# The task
Summarize the article on xenon and dark matter in two sentences.

# Source extract
↓
Shedding Light on Dark Matter

Polarised nuclei of the noble gas xenon interact with neutrons in a specific manner. The measurement of this interaction is promising for research into fundamental physical questions, such as the nature of dark matter.

Image of the J-NSE 'Phoenix' spectrometer where the interaction between neutrons and xenon was tested. In the center is an artistic rendition of what a xenon atom might look like. © background photo by Olaf Holderer, foreground created with AI, Chat GPT

Image of the J-NSE 'Phoenix' spectrometer where the interaction between neutrons and xenon was tested. In the center is an artistic rendition of what a xenon atom might look like. © background photo by Olaf Holderer, foreground created with AI, Chat GPT

Elementary particles such as electrons, protons and neutrons have an intrinsic angular momentum, the so-called spin. Depending on the number of protons and neutrons, a nucleus can possess a non-zero spin. This is the case for the isotopes of the noble gas xenon, ¹²⁹Xe and ¹³¹Xe, the isotope ³He and the neutron.Thanks to this feature, these nuclei behave as small magnets and interact with each other and with external electromagnetic fields. In an ensemble of such nuclei, their magnetic dipoles usually cancel each other statistically. However, this can be changed by external stimuli – one speaks about nuclear polarisation in such a case.
↑
# Point-per-instance localization data
↓
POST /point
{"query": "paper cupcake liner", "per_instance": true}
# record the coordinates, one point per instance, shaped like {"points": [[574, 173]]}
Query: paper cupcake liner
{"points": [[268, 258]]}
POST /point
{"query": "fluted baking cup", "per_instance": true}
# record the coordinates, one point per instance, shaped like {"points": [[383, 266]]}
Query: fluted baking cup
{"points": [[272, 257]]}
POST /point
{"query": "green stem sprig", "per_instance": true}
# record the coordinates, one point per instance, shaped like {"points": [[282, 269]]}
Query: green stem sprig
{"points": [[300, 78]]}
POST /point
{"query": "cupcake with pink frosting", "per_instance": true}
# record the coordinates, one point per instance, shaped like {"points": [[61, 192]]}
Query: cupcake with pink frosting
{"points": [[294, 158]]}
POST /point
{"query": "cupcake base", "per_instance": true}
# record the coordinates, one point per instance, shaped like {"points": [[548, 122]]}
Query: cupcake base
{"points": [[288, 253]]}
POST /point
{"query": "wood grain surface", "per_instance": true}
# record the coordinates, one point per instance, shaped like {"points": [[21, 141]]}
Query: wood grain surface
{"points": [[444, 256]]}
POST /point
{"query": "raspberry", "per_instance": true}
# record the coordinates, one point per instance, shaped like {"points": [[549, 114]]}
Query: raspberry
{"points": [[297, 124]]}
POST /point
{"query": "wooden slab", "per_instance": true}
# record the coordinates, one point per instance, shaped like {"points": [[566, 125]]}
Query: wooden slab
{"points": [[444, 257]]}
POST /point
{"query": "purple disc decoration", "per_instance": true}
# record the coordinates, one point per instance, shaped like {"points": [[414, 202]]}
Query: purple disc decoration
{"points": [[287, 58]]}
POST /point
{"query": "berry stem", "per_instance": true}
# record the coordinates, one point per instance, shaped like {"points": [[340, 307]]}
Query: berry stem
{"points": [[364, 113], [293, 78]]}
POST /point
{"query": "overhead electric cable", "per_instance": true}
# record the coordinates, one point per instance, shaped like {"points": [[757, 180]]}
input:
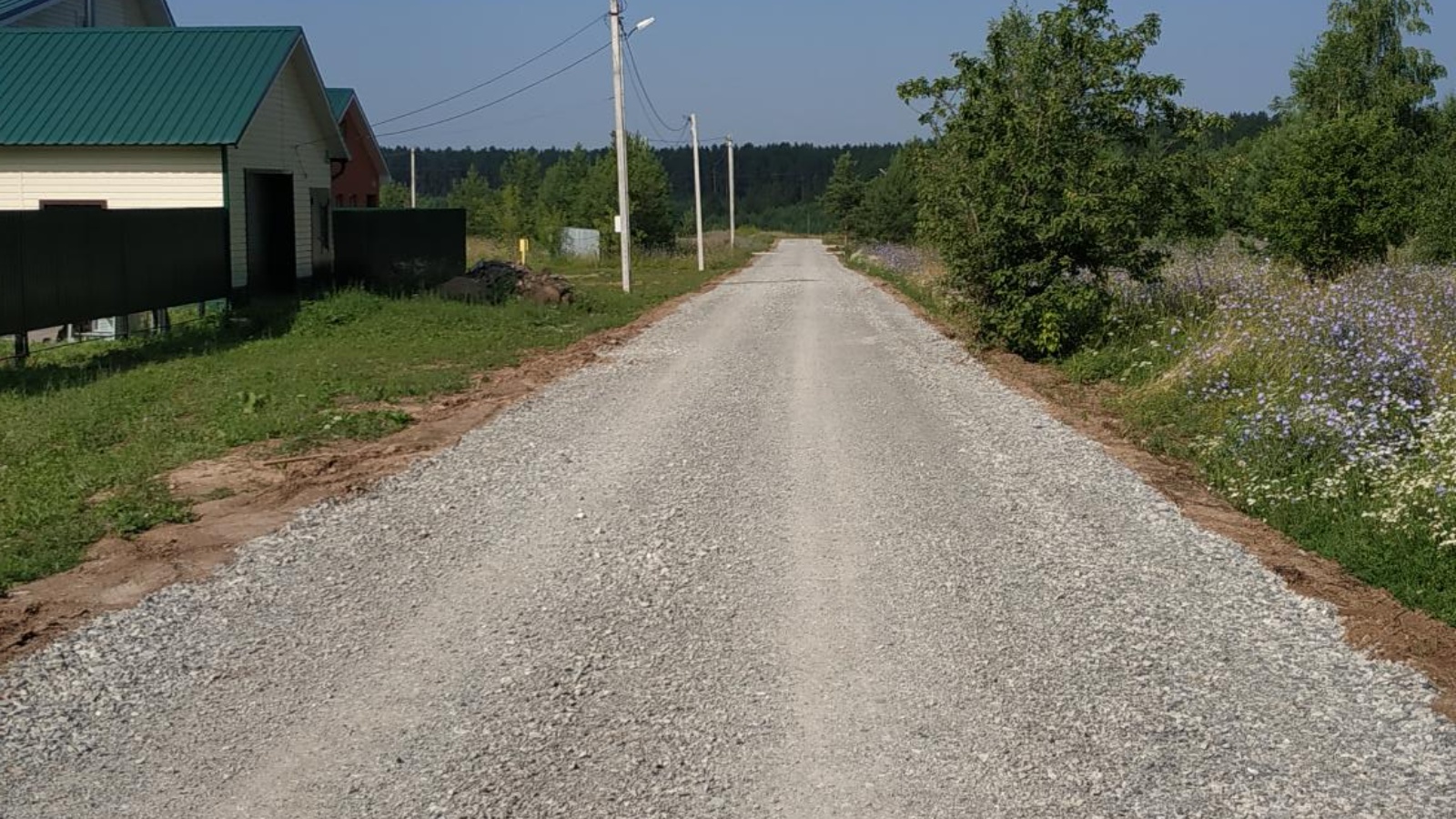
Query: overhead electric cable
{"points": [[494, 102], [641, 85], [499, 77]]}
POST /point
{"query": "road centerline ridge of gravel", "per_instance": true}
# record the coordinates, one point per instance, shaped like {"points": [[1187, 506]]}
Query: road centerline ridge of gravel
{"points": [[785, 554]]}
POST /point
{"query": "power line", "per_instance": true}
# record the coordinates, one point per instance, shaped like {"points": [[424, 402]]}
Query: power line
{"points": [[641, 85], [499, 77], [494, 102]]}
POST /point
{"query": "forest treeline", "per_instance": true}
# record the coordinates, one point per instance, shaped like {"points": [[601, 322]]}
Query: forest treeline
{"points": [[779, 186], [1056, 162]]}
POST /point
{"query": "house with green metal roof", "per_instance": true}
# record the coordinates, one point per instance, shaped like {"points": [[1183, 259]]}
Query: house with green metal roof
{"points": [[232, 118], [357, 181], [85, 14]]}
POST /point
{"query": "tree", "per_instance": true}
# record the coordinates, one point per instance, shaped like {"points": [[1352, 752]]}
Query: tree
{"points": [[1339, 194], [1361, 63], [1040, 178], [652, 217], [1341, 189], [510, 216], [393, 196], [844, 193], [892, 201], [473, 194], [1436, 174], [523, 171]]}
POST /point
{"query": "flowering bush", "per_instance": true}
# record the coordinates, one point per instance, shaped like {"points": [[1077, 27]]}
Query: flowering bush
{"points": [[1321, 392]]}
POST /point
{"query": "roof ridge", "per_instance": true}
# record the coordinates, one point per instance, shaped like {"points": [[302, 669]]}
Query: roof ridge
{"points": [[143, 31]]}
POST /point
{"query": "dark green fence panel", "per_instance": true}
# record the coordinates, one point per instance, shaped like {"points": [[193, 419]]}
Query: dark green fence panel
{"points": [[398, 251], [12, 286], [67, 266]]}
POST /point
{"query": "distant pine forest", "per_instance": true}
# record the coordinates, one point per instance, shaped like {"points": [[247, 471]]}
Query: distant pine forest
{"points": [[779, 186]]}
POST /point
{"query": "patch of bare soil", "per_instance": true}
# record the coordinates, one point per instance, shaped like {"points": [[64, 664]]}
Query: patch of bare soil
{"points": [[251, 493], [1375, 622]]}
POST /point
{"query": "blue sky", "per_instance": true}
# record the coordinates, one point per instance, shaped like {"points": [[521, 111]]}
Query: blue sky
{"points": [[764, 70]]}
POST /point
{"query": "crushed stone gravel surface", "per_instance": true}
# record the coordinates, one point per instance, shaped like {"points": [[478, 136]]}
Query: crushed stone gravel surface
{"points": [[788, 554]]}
↑
# Solution to this exercise
Polarised nuclei of xenon interact with neutrons in a specific manner, and measuring this interaction is promising for research into fundamental physical questions such as the nature of dark matter. Nuclei with non-zero spin, including the xenon isotopes ¹²⁹Xe and ¹³¹Xe, behave as small magnets whose dipoles usually cancel each other in an ensemble, but external stimuli can change this, which is called nuclear polarisation.